** start Page extract **

Specifying the retention period

Anders Håål anders.haal at ingby.com
Mon Sep 8 12:39:52 CEST 2014


Glad that it clarified how to configure the cache section. I will make a 
blog post on this in the mean time, until we have a updated 
documentation. I agree with you that the structure of the configuration 
is a bit "heavy", so ideas and input is appreciated.

Regarding redis ttl, this is a redis feature we do not use. The ttl 
mentioned in my mail is managed by bischeck. Redis ttl on linked list do 
not work on individual nodes in a redis linked list.

Currently the bischeck installer should work for ubuntu, redhat/centos 
and debian. There is currently no plans to make distribution packages 
like rpm or deb. I know op5 (www.op5.com) that bundles Bischeck make a 
bischeck rpm. It would be super if there is any one that like to do this 
for the project.
When it comes to packaging we have done a bit of work to create docker 
containers, but its still experimental.

I also encourage you, if you think bischeck support your monitoring 
effort, to write a small testimony that we can put on the site.
Regards
Anders

On 09/08/2014 11:30 AM, Rahul Amaram wrote:
> Thanks Anders. This explains precisely why my data was getting purged
> after 16 hours (30 values per hour * 1 hours = 480). It would be great
> if you could update the documentation with this info. The entire setup
> and configuration itself takes time to get a hold on and detailed
> documentation would be very helpful.
>
> Also, another quick question? Right now, I believe the Redis TTL is set
> to 2000 seconds. Does this mean that if I don't receive data for a
> particular serviceitem (or service or host) for a 2000 seconds, the data
> related to it is lost?
>
> Also, any plans for bundling this with distributions such as Debian?

** end Page extract **
** start Information provided **

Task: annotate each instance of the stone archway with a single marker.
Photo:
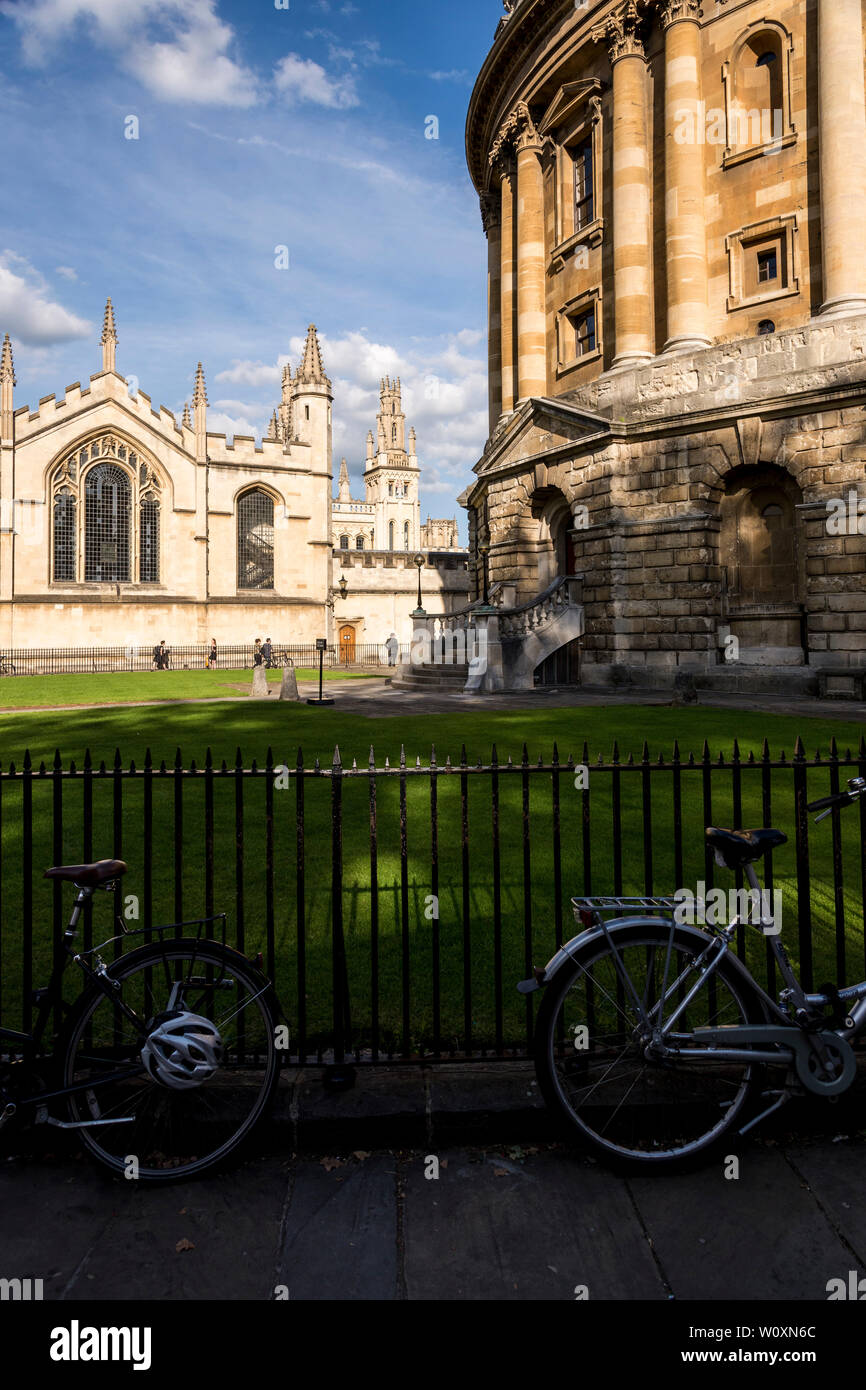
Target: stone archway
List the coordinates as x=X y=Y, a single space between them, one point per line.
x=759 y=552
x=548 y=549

** end Information provided **
** start Information provided **

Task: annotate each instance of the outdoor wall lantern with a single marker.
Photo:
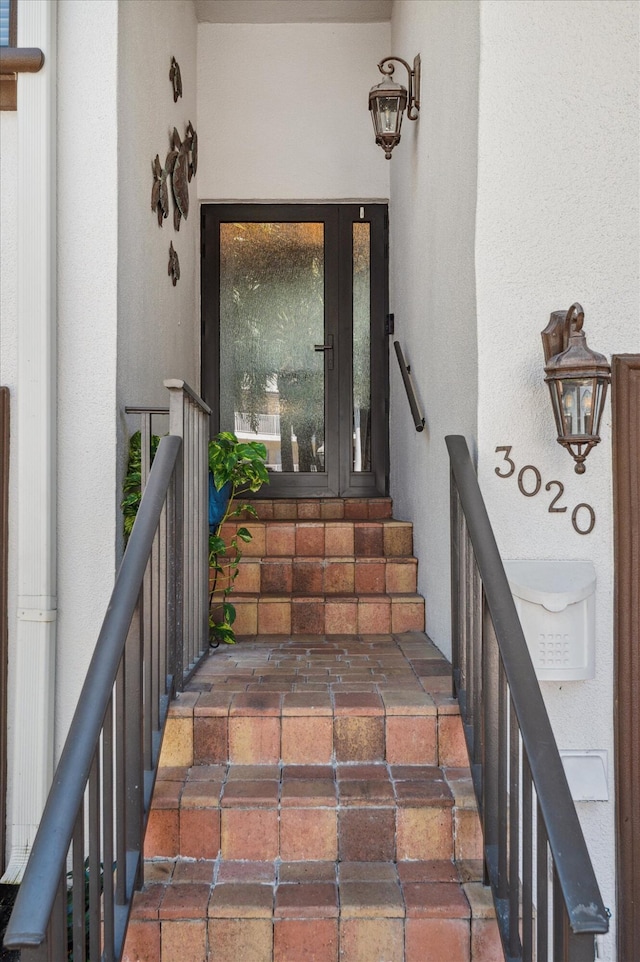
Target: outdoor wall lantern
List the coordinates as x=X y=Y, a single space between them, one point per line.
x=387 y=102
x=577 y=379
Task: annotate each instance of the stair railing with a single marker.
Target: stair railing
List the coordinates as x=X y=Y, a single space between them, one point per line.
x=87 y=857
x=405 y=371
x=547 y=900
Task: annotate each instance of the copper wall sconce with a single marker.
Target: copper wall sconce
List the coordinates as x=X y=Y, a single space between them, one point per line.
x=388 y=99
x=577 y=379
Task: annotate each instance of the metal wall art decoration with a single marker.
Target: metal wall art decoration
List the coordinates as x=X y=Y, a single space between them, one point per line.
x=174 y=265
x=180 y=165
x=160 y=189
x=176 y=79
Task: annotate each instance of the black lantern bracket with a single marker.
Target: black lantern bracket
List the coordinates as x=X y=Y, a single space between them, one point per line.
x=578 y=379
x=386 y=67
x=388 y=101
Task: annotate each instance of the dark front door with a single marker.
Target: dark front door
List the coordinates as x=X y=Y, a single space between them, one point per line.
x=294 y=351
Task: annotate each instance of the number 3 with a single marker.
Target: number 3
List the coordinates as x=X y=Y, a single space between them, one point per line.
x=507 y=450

** end Information provided **
** start Information provided **

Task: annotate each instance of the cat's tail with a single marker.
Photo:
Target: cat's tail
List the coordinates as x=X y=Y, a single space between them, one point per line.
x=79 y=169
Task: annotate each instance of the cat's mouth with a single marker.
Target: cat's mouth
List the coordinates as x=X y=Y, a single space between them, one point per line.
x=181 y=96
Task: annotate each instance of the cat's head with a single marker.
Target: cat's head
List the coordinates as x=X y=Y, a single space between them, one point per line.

** end Information provided **

** Task instructions **
From the mailing-list reply on specifying the retention period, list every Linux distribution that the bischeck installer is said to work with at present.

** Expected answer **
Ubuntu, Red Hat/CentOS, and Debian.